**Instructions for the task**
A single number is wanted: how many lines of the data below include the string "cloud"?

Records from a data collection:
---------------
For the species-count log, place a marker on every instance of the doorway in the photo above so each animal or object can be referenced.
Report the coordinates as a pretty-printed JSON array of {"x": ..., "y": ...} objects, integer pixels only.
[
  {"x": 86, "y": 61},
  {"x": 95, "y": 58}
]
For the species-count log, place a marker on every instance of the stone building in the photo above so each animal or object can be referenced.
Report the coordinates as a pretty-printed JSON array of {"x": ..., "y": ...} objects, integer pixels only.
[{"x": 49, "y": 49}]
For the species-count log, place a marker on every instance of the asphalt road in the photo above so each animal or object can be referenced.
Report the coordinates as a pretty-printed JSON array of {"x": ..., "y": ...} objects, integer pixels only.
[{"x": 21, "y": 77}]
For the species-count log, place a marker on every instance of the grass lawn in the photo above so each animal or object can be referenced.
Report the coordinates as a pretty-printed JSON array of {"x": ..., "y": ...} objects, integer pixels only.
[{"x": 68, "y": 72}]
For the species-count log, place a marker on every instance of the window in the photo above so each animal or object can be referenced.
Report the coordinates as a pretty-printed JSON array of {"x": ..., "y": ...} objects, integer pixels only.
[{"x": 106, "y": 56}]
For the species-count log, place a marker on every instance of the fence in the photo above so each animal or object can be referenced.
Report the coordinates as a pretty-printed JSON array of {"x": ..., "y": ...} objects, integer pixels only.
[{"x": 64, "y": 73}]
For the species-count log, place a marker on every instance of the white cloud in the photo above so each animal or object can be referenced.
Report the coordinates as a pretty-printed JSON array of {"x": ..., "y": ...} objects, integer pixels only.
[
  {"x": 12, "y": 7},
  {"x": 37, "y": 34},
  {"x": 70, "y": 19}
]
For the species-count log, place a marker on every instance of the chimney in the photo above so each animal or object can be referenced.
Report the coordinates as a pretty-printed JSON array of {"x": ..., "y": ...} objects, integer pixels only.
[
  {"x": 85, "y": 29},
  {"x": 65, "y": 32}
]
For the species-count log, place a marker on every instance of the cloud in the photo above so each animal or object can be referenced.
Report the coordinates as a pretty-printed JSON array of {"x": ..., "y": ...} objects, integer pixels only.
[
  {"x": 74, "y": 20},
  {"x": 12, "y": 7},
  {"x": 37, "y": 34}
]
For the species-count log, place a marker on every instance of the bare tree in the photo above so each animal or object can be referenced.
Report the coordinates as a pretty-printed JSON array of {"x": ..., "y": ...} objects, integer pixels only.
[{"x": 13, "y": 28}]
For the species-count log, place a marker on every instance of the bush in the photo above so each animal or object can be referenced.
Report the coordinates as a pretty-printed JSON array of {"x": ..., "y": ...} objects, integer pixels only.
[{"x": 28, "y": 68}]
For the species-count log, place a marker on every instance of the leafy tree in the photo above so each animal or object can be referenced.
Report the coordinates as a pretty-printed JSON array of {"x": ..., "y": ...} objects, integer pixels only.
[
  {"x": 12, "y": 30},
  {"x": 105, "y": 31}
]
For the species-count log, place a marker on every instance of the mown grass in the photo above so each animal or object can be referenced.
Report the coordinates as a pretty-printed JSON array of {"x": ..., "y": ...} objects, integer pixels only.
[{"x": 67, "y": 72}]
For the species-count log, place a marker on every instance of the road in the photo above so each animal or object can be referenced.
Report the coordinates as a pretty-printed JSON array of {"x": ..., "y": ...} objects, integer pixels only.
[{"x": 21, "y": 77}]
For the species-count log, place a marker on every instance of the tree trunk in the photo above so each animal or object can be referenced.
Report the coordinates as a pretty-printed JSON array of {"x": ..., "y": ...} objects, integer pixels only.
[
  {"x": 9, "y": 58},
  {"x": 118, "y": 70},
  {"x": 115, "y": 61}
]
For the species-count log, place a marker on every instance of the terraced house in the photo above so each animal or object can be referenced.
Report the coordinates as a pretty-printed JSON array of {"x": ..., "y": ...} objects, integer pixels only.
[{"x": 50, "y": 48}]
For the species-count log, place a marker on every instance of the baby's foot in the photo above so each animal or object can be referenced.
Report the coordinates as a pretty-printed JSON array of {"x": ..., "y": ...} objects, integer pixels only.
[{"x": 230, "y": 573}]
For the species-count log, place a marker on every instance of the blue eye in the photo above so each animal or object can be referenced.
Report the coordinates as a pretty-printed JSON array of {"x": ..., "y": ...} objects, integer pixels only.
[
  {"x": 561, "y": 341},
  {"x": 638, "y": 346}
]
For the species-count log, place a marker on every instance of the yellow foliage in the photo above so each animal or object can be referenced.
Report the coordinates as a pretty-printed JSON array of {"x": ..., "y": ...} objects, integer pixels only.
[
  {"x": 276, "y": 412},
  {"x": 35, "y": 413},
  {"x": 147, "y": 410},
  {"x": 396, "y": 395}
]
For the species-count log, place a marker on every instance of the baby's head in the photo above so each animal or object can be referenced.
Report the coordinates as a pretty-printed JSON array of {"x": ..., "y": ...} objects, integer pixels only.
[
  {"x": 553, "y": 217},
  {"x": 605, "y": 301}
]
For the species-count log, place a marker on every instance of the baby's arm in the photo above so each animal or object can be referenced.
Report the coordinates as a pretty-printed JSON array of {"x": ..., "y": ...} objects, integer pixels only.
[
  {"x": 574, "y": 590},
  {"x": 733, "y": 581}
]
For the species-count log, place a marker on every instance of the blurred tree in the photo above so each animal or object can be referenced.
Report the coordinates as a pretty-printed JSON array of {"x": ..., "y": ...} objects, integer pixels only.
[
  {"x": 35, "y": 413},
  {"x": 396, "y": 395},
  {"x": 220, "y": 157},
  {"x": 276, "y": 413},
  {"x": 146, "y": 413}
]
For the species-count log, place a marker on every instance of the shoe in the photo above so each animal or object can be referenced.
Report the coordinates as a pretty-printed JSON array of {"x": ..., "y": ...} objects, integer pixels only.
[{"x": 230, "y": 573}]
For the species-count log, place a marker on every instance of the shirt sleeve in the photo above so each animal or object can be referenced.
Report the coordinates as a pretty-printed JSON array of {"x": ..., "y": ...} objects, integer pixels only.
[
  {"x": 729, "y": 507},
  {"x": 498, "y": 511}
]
---------------
**Response area**
2